# EXERCISE DETAILS:
The answer must be every entry, given again word for word.

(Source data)
- Opening Delimiter -
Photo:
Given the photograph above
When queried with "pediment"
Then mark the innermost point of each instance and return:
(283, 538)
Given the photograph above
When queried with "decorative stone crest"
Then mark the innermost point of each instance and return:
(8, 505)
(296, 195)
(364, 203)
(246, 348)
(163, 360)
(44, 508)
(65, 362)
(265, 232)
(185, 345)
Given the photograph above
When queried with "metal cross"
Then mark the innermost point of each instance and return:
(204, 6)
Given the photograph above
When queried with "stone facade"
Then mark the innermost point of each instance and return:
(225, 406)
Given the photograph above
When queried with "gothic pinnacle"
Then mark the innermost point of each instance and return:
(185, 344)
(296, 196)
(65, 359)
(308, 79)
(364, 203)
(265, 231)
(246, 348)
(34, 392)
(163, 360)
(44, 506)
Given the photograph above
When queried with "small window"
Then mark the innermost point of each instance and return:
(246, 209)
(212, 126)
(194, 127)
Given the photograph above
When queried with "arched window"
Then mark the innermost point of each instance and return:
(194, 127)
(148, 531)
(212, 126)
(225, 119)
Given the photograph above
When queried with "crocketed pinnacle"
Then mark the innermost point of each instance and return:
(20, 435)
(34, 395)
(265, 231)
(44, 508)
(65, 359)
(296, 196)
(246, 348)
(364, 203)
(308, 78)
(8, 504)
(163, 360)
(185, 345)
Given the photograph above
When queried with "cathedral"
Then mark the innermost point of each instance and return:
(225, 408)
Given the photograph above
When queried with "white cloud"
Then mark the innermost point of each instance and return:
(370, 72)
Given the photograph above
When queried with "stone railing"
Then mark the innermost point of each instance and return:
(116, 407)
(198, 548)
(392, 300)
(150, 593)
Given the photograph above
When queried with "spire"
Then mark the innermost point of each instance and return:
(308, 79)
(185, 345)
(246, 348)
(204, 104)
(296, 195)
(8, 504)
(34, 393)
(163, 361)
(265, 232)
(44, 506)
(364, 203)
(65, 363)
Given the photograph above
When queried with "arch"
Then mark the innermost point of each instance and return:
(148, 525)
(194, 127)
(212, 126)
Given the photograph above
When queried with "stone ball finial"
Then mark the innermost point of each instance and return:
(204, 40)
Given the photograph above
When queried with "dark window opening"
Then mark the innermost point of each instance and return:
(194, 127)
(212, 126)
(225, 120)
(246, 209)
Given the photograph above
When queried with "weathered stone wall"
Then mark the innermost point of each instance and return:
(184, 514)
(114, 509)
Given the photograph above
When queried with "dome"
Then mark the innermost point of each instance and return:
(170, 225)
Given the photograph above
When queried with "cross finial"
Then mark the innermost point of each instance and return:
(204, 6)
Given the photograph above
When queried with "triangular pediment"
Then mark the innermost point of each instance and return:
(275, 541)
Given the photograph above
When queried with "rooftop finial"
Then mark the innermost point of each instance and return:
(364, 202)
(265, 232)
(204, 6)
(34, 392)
- Closing Delimiter -
# RESPONSE AREA:
Photo:
Given the photograph above
When queried with "pediment"
Then mark the innermost point of each instance and return:
(283, 538)
Given the photograph above
When queried with "decorative stone crest"
Then mark the innermost point of each instance and return:
(8, 505)
(296, 195)
(364, 203)
(246, 348)
(163, 360)
(44, 508)
(65, 362)
(265, 232)
(185, 345)
Given the photograph above
When queried with "metal cross"
Then mark the innermost point of each instance and return:
(204, 6)
Given the photograph above
When queried with "stone facade"
Then mark the innermost point of each instance and return:
(225, 406)
Given the photograph above
When queried with "gothic pinnacle"
Then mark the innermost point of each instance and return:
(185, 344)
(296, 196)
(65, 359)
(308, 79)
(364, 203)
(265, 231)
(246, 348)
(34, 392)
(163, 360)
(44, 506)
Given the photograph above
When queried with "small window"
Then mark the innermost point of each instance and return:
(246, 209)
(212, 126)
(194, 127)
Given the photograph above
When queried with "arched window"
Then mark the innermost point of each instance and return:
(194, 127)
(148, 531)
(212, 126)
(225, 119)
Given the photograph above
When queried with "crocketed pinnacle"
Then mark the innermost point of each instance and return:
(20, 435)
(34, 395)
(265, 231)
(44, 508)
(65, 359)
(296, 196)
(246, 348)
(364, 203)
(308, 78)
(8, 504)
(163, 360)
(185, 345)
Given the photograph above
When queried with "cathedral"
Then mark the innermost point of each instance and return:
(225, 408)
Given the photograph above
When queried with "white cloud"
Then mark the innermost point of each instance and return:
(370, 72)
Given the photograph above
When queried with "stone railing"
Then mark the innermost point of each instance and return:
(116, 407)
(198, 548)
(392, 300)
(150, 593)
Given the photograph above
When queried with "spire"
Then mark the innermost point of each instance and return:
(308, 79)
(185, 345)
(246, 348)
(204, 104)
(296, 195)
(8, 504)
(34, 393)
(163, 361)
(265, 232)
(44, 506)
(364, 203)
(65, 363)
Given the photograph above
When queried with "arch"
Then mark the innermost point of each instance and return:
(148, 525)
(194, 127)
(212, 126)
Given the photograph above
When queried with "stone ball finial"
Then mark the innermost point of each instance and return:
(204, 40)
Given the photograph above
When queried with "dark window opening"
Then mark the innermost point of each instance and return:
(194, 127)
(212, 126)
(225, 120)
(246, 209)
Given the photograph above
When queried with "weathered stone wall"
Then mark the innermost point of each instance and return:
(184, 514)
(114, 509)
Given the photograph above
When queried with "dome"
Then mark the innermost point of each instance and return:
(170, 225)
Given the photograph above
When queried with "cross finial"
Then mark the innermost point of each instance and return:
(204, 6)
Given the photograph above
When queried with "triangular pediment"
Then mark the innermost point of each instance and return:
(275, 541)
Given the photograph above
When queried with "rooftop finial"
Then mark the innermost point of each instance and return:
(364, 202)
(265, 232)
(204, 6)
(34, 392)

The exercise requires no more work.